■ QUOTED PASSAGE:

+++++

In the first of two major project selections the department expects to
make this year in its carbon sequestration program, DOE said it will provide
$7.7 million to the laboratories over the next three years to study innovations
ranging from carbon dioxide filtering membranes to the development of
"biofilms" made up of carbon-converting microorganisms.
In seven of the eight projects, lab researchers will team with scientists
from the private sector, universities, or other agencies.
"Carbon sequestration is rapidly emerging as a promising third option
for dealing with greenhouse gas concerns -- joining energy efficiency
and the greater use of low-carbon fuels such as natural gas," said
Assistant Secretary for Fossil Energy Robert W. Gee. "The initiative
we are announcing today will draw on expertise from across our national
lab complex and the private sector to explore an exciting array of possibilities
for countering the buildup of global warming gases."
DOE's selections follow its announcement earlier this month of plans
to more than double funding for carbon sequestration research in its FY
2001 fossil energy budget. DOE is proposing $19.5 million for sequestration
projects next year, compared to $9.2 million in the current budget.

+++++

■ DATA ROWS:
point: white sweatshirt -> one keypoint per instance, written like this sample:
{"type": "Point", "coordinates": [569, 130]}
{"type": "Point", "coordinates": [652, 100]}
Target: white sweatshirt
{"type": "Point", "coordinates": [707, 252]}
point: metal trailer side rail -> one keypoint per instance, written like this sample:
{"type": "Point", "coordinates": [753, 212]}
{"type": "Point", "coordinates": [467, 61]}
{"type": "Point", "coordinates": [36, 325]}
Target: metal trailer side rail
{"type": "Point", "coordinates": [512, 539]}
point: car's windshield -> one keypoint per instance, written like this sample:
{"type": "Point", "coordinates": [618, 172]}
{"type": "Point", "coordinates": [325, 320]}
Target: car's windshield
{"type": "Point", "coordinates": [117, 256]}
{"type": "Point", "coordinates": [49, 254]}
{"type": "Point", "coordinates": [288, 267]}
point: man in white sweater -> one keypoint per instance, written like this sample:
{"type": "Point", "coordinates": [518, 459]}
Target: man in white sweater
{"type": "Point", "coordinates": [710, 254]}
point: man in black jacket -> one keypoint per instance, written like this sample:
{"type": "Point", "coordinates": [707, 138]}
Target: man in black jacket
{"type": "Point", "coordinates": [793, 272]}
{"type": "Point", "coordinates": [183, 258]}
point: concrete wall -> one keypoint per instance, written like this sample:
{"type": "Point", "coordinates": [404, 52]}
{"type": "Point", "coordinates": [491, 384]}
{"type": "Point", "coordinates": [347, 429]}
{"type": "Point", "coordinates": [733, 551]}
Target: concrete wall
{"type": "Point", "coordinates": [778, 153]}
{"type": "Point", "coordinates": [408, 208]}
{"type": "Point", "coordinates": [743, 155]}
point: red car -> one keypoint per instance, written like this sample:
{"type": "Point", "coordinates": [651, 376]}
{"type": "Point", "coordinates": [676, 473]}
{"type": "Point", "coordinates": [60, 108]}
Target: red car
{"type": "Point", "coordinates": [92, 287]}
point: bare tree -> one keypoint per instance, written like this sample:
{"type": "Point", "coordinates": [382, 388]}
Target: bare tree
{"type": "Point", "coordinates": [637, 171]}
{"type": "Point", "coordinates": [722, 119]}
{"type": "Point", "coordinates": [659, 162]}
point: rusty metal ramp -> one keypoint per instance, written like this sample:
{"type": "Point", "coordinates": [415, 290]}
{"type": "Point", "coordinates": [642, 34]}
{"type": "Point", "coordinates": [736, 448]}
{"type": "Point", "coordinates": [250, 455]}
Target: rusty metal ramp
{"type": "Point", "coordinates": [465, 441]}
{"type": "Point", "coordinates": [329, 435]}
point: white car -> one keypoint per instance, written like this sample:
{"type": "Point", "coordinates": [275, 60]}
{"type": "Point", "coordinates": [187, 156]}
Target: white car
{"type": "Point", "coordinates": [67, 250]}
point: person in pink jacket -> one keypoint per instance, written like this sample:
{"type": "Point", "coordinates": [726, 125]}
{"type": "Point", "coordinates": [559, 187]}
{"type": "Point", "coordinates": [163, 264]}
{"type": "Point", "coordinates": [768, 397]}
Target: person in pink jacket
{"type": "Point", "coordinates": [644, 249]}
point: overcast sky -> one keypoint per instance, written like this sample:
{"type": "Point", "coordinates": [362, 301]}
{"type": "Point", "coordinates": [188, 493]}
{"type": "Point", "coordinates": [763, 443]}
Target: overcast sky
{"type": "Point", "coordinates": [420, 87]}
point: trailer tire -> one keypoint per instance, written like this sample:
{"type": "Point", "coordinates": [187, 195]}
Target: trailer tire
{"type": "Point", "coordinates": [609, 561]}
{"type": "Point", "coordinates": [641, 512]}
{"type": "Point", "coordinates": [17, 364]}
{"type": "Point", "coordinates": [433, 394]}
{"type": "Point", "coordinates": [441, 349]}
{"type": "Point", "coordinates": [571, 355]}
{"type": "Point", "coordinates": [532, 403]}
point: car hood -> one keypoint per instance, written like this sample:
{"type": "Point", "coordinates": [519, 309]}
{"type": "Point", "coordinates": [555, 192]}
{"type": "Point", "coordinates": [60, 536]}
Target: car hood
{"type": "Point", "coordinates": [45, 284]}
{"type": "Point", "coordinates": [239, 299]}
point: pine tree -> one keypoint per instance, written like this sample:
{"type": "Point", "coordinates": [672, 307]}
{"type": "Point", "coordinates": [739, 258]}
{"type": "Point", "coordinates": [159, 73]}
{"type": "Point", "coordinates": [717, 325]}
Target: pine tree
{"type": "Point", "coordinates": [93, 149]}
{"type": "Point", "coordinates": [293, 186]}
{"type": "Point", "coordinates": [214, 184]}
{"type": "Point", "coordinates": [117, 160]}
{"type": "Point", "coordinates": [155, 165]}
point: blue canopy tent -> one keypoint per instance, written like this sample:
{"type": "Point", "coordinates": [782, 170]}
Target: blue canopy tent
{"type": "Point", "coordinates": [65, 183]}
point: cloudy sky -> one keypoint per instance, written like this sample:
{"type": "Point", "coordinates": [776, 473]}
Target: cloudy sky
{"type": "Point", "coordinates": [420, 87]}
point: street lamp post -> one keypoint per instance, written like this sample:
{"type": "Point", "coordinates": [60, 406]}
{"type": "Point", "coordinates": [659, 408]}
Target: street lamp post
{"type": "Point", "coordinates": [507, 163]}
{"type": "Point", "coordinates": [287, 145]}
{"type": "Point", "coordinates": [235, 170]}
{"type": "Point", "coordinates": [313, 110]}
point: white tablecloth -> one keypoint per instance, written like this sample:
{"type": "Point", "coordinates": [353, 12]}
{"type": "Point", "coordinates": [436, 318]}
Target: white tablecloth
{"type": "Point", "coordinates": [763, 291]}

+++++

■ THE REQUEST: In the carbon sequestration announcement, what amount is DOE proposing for sequestration projects next year?

■ ANSWER TO THIS PROBLEM: $19.5 million